#### Supplied material
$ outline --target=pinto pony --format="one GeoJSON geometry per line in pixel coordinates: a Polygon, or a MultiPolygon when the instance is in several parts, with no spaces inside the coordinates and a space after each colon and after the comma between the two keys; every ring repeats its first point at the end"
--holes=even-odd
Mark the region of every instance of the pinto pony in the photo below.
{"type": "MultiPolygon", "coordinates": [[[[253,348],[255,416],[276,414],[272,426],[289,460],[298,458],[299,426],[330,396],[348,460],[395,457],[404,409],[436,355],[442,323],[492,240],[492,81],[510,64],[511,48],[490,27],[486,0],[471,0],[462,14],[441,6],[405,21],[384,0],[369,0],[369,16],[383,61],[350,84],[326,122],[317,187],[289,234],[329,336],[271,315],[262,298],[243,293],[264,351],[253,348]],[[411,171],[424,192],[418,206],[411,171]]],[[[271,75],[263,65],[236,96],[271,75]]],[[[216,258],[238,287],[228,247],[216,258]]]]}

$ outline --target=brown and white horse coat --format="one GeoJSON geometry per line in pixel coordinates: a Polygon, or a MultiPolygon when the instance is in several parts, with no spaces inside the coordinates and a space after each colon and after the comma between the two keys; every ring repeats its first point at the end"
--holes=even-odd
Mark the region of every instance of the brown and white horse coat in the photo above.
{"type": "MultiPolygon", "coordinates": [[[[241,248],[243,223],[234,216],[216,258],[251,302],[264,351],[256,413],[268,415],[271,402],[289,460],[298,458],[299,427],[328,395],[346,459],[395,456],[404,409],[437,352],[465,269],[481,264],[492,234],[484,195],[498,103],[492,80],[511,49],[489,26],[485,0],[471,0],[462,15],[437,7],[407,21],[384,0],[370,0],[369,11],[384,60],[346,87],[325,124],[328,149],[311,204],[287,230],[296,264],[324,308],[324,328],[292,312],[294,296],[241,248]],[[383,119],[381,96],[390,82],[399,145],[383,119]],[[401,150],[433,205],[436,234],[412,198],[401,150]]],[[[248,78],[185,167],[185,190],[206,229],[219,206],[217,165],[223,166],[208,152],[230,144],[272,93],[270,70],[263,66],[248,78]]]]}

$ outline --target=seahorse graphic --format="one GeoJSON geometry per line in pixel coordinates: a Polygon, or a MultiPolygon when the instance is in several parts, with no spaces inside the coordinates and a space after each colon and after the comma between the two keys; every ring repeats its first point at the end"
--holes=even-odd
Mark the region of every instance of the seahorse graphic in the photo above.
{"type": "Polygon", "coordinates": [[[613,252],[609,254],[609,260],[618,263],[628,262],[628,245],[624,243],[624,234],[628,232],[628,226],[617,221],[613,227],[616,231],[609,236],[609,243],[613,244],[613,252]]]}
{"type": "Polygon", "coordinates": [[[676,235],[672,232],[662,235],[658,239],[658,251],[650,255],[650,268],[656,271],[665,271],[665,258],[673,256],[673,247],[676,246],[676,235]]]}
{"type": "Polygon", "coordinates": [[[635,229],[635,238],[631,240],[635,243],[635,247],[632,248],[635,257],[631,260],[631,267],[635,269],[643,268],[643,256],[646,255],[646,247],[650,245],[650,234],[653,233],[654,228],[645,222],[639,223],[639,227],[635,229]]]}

#### Assignment
Copy exactly the lines of the listing above, beginning at the line with "outline --target=seahorse graphic" and ending at its final line; write out nothing else.

#### Task response
$ outline --target=seahorse graphic --format="one GeoJSON geometry per line in pixel coordinates: a Polygon, or a MultiPolygon when the instance is in several parts, with no spaces inside the coordinates and a space after each colon and after the comma between the two keys; every ring repeats its first point at the end"
--holes=even-odd
Mark the region of every instance of the seahorse graphic in the photo above.
{"type": "Polygon", "coordinates": [[[613,252],[609,254],[609,260],[618,263],[628,262],[628,245],[624,243],[624,234],[628,232],[628,226],[617,221],[613,227],[616,231],[609,236],[609,243],[613,244],[613,252]]]}
{"type": "Polygon", "coordinates": [[[676,235],[672,232],[662,235],[658,239],[658,251],[650,255],[650,268],[656,271],[665,271],[665,258],[673,256],[673,247],[676,246],[676,235]]]}
{"type": "Polygon", "coordinates": [[[635,229],[635,238],[631,240],[635,243],[635,247],[632,248],[635,257],[631,260],[631,267],[635,269],[643,268],[643,256],[646,255],[646,247],[650,245],[650,234],[653,233],[654,228],[645,222],[639,223],[639,227],[635,229]]]}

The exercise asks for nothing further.